### Exercise inputs
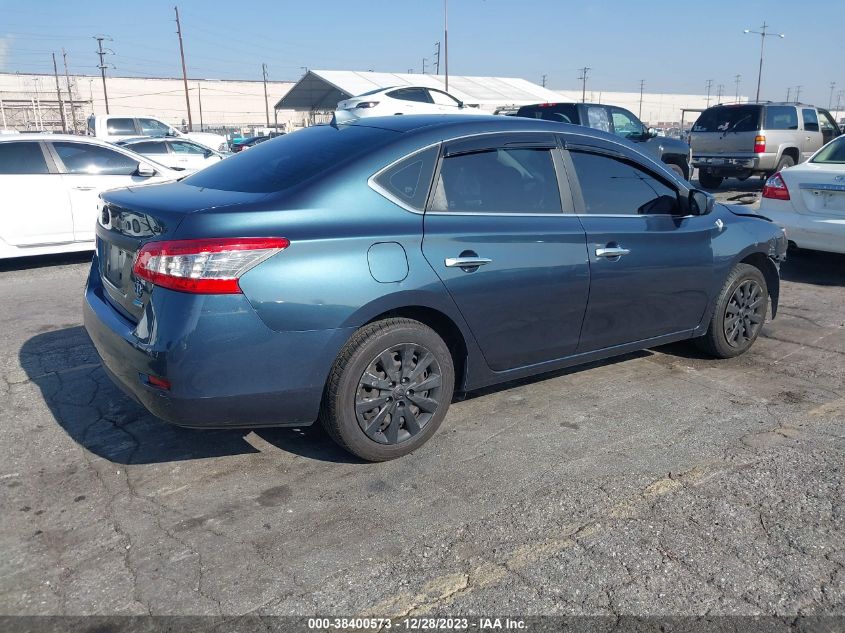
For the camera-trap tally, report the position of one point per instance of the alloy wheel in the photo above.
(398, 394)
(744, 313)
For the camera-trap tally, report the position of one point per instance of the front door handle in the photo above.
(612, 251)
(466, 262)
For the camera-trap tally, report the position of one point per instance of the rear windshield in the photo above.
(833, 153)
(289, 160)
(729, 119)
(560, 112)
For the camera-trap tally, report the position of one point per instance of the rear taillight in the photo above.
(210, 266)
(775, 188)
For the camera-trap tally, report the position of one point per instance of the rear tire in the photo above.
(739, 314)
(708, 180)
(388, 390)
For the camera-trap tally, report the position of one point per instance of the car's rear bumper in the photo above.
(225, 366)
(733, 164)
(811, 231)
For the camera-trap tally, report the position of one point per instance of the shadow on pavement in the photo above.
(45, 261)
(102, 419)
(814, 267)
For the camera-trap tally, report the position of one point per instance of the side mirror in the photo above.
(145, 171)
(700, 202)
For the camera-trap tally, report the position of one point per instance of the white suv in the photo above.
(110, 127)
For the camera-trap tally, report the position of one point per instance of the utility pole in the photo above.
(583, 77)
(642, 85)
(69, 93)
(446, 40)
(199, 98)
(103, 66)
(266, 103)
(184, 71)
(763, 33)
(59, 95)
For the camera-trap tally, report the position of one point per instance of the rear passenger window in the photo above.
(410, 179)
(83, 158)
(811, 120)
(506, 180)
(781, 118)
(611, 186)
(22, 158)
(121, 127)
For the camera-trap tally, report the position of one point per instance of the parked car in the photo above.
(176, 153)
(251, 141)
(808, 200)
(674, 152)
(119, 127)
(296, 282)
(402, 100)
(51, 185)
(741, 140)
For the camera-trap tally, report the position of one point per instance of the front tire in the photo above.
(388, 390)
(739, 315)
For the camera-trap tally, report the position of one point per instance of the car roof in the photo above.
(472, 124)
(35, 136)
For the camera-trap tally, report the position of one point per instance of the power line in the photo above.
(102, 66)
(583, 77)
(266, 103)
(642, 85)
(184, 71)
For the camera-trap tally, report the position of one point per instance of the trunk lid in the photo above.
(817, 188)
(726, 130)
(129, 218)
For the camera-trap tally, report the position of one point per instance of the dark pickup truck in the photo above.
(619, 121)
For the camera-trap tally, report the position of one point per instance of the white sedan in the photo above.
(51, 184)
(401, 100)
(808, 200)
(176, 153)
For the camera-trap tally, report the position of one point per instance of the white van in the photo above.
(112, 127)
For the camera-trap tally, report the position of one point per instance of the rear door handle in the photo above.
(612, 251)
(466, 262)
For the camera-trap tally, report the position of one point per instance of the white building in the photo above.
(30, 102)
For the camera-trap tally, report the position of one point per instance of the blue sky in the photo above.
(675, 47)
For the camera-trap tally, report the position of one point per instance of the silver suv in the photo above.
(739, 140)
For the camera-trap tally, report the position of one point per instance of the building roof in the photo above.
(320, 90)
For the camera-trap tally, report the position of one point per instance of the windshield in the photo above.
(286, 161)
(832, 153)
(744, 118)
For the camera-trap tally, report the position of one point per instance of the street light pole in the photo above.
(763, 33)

### Work item
A verbatim printout of the entries above is expected, free of pictures.

### Solution
For the camera-trap tally, report the position of one point per instance of the alloy wheel in the photo above.
(398, 394)
(744, 313)
For the camera-trap tally, report the position of one point per instance of the front door handle in the photo above.
(612, 251)
(466, 262)
For the camera-trap tally, report the position of one point per instance of the rear windshield in the photo above.
(833, 153)
(289, 160)
(729, 119)
(560, 112)
For the camera-trap tally, report the position of one point per instance of the rear taillight in the photo above.
(210, 266)
(775, 188)
For the camera-trap tally, report the position of one point per instance of the rear tire in the photo above.
(739, 314)
(708, 180)
(388, 390)
For the camera-trap tally, report the position of one point per instance of the car's rear bumper in the photo above.
(225, 366)
(733, 164)
(811, 231)
For the camera-trap tally, report the position of one point per instance of the shadow on pavement in the photo above.
(45, 261)
(102, 419)
(814, 267)
For the camera-trap tally, report the position of one point per instance of the side mirror in the photo above.
(145, 171)
(700, 202)
For the camera-trap tally, report the position of one point per instance of the white suv in the photo above.
(110, 127)
For the camera-trap tally, report the position of one point per instance of the utility pole in the photo above.
(583, 77)
(642, 85)
(69, 93)
(446, 40)
(199, 98)
(103, 66)
(266, 103)
(184, 71)
(763, 33)
(59, 95)
For the camera-trap tally, report the position of one point per instance of the rear passenger window in the photo above.
(410, 179)
(83, 158)
(811, 120)
(506, 180)
(781, 118)
(611, 186)
(22, 158)
(121, 127)
For the camera-trap tally, report the position of one point per instance of the parked car in the photo above.
(176, 153)
(251, 141)
(808, 200)
(674, 152)
(119, 127)
(296, 282)
(402, 100)
(51, 185)
(741, 140)
For the camera-trap tally, report the position of one point per instance of the front tire in the photo above.
(388, 390)
(739, 315)
For the camera-trap tally, report the position of one point per instance of the car roof in the photo above.
(472, 124)
(35, 136)
For the camera-trap tally, report the position of one point per instance of the power line in the photo above.
(102, 66)
(583, 77)
(266, 103)
(642, 85)
(184, 71)
For the camera-trap tally, report the position of one point per instance of the trunk lid in the photo above.
(817, 188)
(726, 130)
(129, 218)
For the camera-trap tally, report the position of one point per instance of the dark pickup truck in the photo above.
(619, 121)
For the camera-trap tally, report the position of one point per instance of the white sedan in the photo above.
(51, 184)
(401, 100)
(808, 200)
(176, 153)
For the camera-trap tally, report the position of one point per instance of the white van in the photo above.
(112, 127)
For the camera-trap tally, report the position of one point per instance of the rear door handle in the photo above.
(612, 251)
(466, 262)
For the camera-trap tally, report the position of one point per instance of the white building in the photo above.
(30, 102)
For the camera-trap tally, report the position of one point per instance of the blue sky in the photo above.
(675, 47)
For the camera-trap tally, report the position of one point per instance of the silver suv in the photo above.
(739, 140)
For the camera-trap tally, report the position of one point per instance of the building roof in the photo above.
(320, 90)
For the camera-trap tally, report the position of one point per instance of the windshield in the photo above.
(286, 161)
(832, 153)
(744, 118)
For the camera-trap tally, report the position of one point per instance of the street light pole in the photo above.
(763, 33)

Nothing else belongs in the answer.